### WHAT IS BEING ASKED
Copy each line below that has "target".

-- -- --

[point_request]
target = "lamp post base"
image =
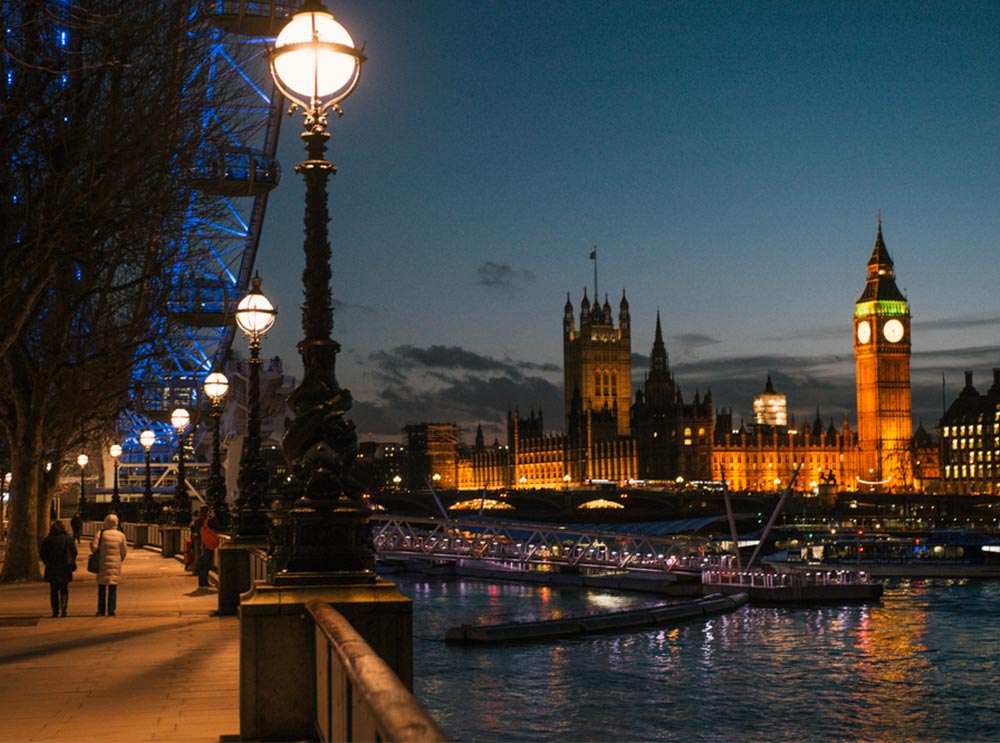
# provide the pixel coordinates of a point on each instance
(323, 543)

-- -- --

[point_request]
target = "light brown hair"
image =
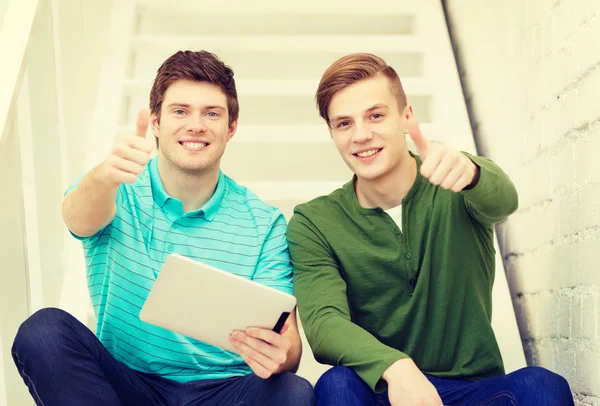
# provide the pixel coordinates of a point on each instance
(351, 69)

-- -- --

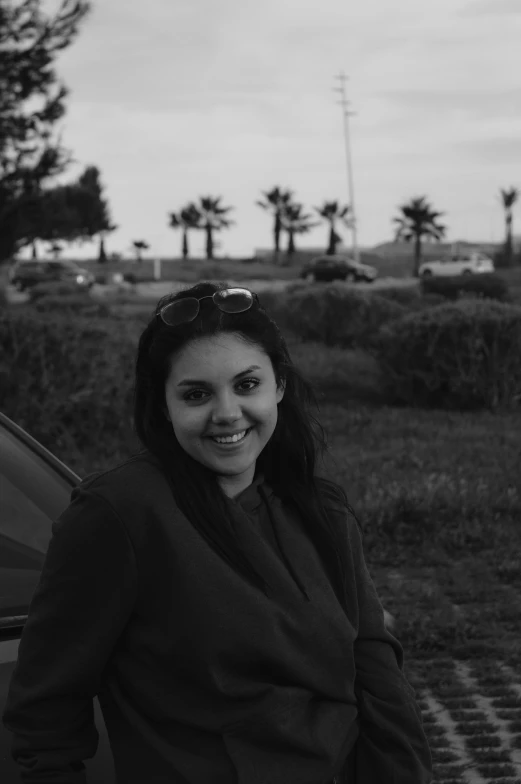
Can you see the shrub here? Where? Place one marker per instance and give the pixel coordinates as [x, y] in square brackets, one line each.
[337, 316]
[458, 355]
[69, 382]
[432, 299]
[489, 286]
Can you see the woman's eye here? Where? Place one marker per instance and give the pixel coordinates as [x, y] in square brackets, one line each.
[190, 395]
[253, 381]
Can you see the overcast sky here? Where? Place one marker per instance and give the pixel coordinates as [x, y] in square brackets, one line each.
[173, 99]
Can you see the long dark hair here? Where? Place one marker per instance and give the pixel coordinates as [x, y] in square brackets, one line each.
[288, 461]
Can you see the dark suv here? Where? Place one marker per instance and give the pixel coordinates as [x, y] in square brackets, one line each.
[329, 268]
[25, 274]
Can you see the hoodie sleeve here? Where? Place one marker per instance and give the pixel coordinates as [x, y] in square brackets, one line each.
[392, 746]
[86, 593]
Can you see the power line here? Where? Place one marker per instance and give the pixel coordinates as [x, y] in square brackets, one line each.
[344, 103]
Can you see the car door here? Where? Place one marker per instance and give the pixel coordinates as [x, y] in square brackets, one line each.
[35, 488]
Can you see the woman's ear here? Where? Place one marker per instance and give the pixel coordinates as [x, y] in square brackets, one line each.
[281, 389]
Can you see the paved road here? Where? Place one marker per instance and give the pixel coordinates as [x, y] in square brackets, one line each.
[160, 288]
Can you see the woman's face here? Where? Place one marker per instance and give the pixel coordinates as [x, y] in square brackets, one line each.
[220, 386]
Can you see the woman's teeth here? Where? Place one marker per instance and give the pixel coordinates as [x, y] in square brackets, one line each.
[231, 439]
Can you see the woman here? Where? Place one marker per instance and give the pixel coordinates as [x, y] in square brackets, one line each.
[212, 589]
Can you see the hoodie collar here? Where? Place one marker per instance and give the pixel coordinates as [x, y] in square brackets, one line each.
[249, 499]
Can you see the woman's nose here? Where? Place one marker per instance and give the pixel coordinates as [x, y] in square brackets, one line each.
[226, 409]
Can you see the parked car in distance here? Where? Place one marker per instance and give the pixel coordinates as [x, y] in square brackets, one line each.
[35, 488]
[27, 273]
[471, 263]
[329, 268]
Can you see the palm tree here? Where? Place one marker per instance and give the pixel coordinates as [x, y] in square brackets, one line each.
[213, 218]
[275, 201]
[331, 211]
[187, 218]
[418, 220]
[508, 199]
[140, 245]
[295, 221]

-- -- --

### ANSWER TO THE PROBLEM
target = "lamp post base"
target = "light brown hair"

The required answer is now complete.